_PASSAGE PROVIDED_.
start

Vehicles are important tools that allow flexibly in our lives. We can go shopping any time when stores are open regardless of weather. We can also drive from the east coast to the west coast of the US. My friend did so and that was an amazing trip said him. He saw many beautiful natural sceneries. While our lives are facilitated by vehicles, you may want to ask yourself the questions below:
- How do I choose a car?
- What year, make and model?
- If I have limited budget and would like to buy a used car, what features should I focus on?
Therefore, in this project I will address these questions via a machine learning approach. First, vehicle information and listed price will be scraped from TrueCar.com. Next, a feature analysis will be performed to determine what features of a vehicle will be used as input variables in the analysis. Finally, a linear regression model will be trained using these features with respect to the listed price. This model will demonstrate the relationship between these features and the listed price. This will provide some recommendations on how to choose a used car.
A total of 8691 listed used cars within 25 miles from Boston MA were scraped from TrueCar.com using beautiful soup and Python. The information contained make, year, mileage, engine size, city/highway MPG, fuel type, drive type, transmission type, and engine type. The data was cleaned to exclude the cars with incomplete information such as mileage, price, engine size, and city/highway MPG. In addition, the price range was limited to $8k — 40k to exclude overly old and luxury cars. The clean data included 6557 cars.

end

_EXTRACTED ENTRIES_.
start

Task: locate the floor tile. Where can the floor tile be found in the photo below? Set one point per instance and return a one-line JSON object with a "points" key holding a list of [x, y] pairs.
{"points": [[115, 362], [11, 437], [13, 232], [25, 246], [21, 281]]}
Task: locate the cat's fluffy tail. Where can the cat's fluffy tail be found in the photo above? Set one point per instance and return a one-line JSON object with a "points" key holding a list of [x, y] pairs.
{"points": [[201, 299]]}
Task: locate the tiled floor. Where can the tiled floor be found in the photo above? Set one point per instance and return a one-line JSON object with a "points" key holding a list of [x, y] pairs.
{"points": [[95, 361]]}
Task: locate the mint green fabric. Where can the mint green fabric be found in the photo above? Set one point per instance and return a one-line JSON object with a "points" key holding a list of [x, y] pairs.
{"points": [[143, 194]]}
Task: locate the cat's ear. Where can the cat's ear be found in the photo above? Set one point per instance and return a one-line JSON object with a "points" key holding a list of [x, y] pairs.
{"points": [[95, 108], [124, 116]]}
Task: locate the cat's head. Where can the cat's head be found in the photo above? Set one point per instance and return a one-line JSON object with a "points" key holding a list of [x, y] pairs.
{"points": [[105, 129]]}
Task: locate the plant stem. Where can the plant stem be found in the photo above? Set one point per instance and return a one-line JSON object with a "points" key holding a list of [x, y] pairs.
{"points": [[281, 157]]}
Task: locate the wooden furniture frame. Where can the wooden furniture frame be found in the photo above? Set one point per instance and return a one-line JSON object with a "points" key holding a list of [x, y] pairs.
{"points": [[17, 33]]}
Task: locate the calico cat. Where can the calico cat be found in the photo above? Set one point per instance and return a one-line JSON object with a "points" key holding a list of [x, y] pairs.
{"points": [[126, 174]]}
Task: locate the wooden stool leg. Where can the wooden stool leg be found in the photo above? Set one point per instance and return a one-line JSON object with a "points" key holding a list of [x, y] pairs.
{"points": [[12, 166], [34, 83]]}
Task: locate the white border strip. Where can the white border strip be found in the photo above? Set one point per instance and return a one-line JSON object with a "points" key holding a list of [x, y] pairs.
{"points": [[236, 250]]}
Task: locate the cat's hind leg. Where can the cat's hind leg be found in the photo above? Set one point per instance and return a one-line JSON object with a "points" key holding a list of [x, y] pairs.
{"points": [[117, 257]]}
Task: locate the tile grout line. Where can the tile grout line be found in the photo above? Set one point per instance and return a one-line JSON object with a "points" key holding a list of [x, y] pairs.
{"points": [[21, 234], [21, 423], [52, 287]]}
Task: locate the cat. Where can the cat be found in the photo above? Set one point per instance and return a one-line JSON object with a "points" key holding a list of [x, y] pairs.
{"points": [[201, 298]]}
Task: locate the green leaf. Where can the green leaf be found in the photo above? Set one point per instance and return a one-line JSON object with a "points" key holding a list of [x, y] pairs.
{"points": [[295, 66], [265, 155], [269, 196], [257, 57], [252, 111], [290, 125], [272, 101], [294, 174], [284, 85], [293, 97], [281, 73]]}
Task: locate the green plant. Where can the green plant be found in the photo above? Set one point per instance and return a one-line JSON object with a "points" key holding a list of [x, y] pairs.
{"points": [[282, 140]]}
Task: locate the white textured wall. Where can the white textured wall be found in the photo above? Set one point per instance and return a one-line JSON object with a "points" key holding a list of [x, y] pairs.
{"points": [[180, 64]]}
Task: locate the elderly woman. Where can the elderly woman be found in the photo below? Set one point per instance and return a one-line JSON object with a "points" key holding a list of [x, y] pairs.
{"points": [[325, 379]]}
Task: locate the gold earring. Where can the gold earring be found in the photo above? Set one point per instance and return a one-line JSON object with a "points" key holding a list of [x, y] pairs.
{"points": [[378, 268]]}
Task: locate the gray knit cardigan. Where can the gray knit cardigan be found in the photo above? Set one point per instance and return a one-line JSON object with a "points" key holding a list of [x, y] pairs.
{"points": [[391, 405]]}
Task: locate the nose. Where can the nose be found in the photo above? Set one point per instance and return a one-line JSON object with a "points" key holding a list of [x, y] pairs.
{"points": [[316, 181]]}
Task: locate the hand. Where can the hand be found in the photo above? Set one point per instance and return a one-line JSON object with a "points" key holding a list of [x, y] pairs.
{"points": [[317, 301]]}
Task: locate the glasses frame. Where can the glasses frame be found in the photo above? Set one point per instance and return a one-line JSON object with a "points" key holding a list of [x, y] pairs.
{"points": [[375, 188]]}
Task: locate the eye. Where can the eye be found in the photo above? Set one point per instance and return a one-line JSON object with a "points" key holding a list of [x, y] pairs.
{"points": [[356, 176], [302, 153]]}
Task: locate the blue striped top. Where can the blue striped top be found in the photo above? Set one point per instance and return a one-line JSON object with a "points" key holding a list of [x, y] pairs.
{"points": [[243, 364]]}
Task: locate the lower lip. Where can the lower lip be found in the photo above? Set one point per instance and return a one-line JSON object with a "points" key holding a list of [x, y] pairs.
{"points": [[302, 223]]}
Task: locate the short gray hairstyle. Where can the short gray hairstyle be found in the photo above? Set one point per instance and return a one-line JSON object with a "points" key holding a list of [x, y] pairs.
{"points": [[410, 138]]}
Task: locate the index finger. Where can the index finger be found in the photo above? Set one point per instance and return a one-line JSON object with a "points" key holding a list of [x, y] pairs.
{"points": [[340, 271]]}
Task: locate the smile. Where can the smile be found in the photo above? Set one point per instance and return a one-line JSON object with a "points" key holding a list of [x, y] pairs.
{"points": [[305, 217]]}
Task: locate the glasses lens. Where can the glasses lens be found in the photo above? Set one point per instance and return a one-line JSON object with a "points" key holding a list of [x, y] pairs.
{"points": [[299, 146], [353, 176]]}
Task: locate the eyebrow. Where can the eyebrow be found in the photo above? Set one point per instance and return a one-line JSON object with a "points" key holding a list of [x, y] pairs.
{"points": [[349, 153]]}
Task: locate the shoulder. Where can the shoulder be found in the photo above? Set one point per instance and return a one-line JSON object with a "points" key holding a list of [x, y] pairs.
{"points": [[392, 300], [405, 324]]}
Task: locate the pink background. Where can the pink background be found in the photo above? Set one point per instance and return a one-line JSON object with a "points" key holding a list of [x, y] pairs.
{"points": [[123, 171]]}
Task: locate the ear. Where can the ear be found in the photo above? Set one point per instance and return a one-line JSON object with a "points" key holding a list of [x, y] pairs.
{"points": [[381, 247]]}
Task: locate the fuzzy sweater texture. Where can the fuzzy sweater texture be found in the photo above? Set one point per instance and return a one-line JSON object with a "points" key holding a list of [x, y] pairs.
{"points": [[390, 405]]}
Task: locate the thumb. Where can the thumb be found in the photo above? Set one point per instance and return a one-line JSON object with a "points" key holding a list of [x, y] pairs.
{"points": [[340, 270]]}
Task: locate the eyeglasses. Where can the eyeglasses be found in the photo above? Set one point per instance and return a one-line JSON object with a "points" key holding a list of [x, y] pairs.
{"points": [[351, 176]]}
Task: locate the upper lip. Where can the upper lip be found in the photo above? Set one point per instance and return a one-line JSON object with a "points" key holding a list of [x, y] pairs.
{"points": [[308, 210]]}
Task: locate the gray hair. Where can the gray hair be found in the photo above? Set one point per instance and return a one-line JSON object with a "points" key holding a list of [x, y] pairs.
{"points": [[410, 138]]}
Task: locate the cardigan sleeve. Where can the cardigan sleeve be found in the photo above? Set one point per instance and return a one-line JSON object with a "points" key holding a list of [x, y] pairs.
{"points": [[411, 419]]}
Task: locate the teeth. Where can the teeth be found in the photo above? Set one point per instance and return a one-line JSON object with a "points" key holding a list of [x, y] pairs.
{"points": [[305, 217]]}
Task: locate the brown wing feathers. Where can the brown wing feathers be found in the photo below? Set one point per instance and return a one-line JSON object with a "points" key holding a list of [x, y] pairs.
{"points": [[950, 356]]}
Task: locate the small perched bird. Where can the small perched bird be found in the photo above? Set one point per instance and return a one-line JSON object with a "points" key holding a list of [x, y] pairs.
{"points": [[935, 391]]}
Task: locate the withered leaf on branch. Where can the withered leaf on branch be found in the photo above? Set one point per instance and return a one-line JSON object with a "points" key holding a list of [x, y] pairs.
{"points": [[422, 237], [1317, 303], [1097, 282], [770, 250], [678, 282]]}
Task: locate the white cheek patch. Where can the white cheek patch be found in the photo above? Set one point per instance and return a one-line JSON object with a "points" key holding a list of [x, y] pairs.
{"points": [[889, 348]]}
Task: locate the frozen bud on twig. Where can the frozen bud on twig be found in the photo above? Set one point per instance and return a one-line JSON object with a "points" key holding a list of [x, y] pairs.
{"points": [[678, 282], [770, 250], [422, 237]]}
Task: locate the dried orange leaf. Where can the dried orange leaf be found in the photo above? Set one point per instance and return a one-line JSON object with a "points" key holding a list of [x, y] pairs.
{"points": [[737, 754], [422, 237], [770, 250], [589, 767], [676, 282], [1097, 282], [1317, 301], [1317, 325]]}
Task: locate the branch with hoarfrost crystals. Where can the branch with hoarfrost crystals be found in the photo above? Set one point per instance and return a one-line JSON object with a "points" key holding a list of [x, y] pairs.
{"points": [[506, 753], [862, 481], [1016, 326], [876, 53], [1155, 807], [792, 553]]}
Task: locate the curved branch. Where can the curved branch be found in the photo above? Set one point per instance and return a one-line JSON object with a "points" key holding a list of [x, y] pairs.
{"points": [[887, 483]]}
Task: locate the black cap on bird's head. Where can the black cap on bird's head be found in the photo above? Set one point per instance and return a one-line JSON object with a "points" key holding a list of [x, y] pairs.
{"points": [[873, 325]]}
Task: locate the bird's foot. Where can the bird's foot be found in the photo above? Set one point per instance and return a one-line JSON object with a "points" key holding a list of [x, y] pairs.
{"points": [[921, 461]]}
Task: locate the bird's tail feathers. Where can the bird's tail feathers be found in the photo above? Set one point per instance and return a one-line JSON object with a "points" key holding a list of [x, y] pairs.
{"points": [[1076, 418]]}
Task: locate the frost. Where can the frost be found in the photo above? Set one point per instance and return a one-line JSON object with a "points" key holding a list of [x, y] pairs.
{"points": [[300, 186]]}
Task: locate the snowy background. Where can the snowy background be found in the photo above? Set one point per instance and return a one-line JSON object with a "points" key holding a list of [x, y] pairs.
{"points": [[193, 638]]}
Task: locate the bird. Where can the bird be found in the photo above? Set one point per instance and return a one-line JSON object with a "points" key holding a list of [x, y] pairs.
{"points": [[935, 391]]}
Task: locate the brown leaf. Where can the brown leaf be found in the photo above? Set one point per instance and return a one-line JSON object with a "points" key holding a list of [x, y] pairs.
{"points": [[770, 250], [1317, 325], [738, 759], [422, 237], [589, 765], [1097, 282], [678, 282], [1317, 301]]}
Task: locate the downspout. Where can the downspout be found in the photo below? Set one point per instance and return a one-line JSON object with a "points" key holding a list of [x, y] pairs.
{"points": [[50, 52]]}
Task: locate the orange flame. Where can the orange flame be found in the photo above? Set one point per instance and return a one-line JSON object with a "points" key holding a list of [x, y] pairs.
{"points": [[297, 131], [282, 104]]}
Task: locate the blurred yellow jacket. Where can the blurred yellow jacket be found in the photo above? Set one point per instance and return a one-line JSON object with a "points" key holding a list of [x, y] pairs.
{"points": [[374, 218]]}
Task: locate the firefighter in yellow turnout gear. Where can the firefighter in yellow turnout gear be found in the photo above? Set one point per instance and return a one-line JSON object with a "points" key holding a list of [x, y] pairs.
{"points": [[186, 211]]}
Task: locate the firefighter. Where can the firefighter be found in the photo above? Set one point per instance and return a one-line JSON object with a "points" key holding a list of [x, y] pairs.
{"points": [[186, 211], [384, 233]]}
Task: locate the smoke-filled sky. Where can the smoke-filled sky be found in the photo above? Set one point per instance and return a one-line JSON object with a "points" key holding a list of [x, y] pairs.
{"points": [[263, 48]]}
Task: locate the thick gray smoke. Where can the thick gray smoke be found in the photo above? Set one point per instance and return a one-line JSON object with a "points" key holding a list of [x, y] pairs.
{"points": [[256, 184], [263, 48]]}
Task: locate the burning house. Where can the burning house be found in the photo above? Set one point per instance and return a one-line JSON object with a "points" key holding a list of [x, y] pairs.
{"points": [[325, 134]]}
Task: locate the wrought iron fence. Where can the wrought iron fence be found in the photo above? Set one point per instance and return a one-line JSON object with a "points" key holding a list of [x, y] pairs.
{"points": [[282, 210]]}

end

_TASK SET_.
1) According to the passage on pricing used cars, how many cars were left after the data was cleaned?
2) Extend the passage on pricing used cars, picking up after its final sentence.

_RESPONSES TO THE TASKS_.
1) 6557 cars.

2)
The top 10 most popular vehicle makes were identified from all the scraped data to understand their market popularity. From the clean data, the range of listed vehicle price was investigated to assist budget planning.
Features used as the input of the linear regression analysis contain continuous and categorical variables. The former included year, mileage, engine size, and city MPG. The latter included fuel type (gas, diesel, and hybrid), drive type (AWD, FWD, and RWD), transmission type (manual and automatic), and engine type (regular or turbocharged).
The heatmap below demonstrates pair-wise Pearson correlation coefficients between each pair of continue variables and between each continuous variable and listed car price. Highway MPG was highly correlated with city MPG (correlation coefficients of 0.91). Therefore, it was discarded in the regression modeling.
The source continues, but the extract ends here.